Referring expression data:
+===+
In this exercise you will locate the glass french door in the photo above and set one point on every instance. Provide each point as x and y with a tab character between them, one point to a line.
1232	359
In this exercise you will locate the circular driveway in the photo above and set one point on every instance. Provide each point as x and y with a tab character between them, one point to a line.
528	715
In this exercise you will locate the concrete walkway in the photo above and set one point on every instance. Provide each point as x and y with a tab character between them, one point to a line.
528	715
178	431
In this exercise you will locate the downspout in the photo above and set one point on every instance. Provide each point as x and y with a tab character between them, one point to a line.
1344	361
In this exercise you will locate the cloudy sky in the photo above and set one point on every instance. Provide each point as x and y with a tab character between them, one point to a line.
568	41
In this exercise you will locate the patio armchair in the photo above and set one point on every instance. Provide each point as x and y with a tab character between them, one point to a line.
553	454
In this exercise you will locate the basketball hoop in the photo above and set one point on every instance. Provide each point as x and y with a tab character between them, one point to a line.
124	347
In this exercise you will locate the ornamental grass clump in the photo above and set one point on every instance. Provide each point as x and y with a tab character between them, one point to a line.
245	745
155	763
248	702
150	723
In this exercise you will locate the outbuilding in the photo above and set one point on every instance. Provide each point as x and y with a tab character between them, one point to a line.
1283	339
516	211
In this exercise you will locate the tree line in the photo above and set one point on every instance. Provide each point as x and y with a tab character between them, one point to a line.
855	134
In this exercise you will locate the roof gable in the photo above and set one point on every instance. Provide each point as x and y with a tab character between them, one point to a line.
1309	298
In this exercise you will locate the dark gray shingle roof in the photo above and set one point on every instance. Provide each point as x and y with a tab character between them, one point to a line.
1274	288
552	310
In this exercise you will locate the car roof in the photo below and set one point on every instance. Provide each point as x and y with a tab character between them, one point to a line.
+===+
## ABOUT THIS TASK
The entries above are to be retyped exactly, with nothing left out.

## RESPONSE
In this exercise you will locate the glass french door in the photo above and set one point on every instance. Provide each point as x and y with a tab character between them, one point to a line.
1232	359
In this exercise you will locate the circular driveway in the photo above and set one point on every instance. Provide each point as x and y with a tab character between them, one point to a line.
528	715
In this exercise you will locate the concrete walkway in the photo above and set one point on every instance. Provide each point as x and y with a tab character between them, one point to a line.
528	715
178	431
In this exercise you will locate the downspout in the photo above and set one point on every instance. Provide each point as x and y with a tab character between them, one point to a line.
1344	361
In this exercise you will locate the cloudy sky in the photo above and set one point on every instance. Provide each point as x and y with a tab character between them, one point to a line.
568	41
In this exercise you will locate the patio armchair in the photo above and set one point on every instance. Provide each point as x and y with a tab character between them, one point to a line.
553	454
In this exercise you will locate the basketball hoop in the photo above and set one point on every instance. Provide each point as x and y with a tab character between them, one point to a line.
124	347
In this exercise you will locate the ornamental grass clump in the photo above and set one point on every instance. Provide each point as x and y with a tab character between them, one point to a line.
245	745
155	763
248	702
150	723
In this exercise you will locate the outbuilding in the photo above and set one point on every instance. Provide each point as x and y with a tab character between them, one point to a line.
1283	339
516	211
In this exercise you will locate the tree line in the photo above and set one point on every instance. Provide each point as x and y with a tab character between them, one point to a line.
855	134
In this exercise you will locate the roof gable in the photo above and set one point on every instance. Provide each point as x and y with a tab character between them, one point to a line.
1309	298
In this exercise you will locate the dark gray shingle roof in the photo above and set one point on every instance. Provide each point as x and y with a tab character between them, one point to a line.
1274	288
552	310
In this exercise you will locate the car roof in the photo below and set one point on every instance. Provide each point as x and y with a tab character between them, one point to a line.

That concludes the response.